** Stated goal **
Please swap every "woman's eye" in the listing below for "man's eye", and give the lines back with nothing else changed.

** Dataset **
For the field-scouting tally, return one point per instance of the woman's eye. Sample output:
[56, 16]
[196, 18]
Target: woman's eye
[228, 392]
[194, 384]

** Task output **
For the field-scouting tally, return one point per instance of the man's eye. Sample output:
[56, 16]
[196, 18]
Target: man's eye
[228, 392]
[194, 384]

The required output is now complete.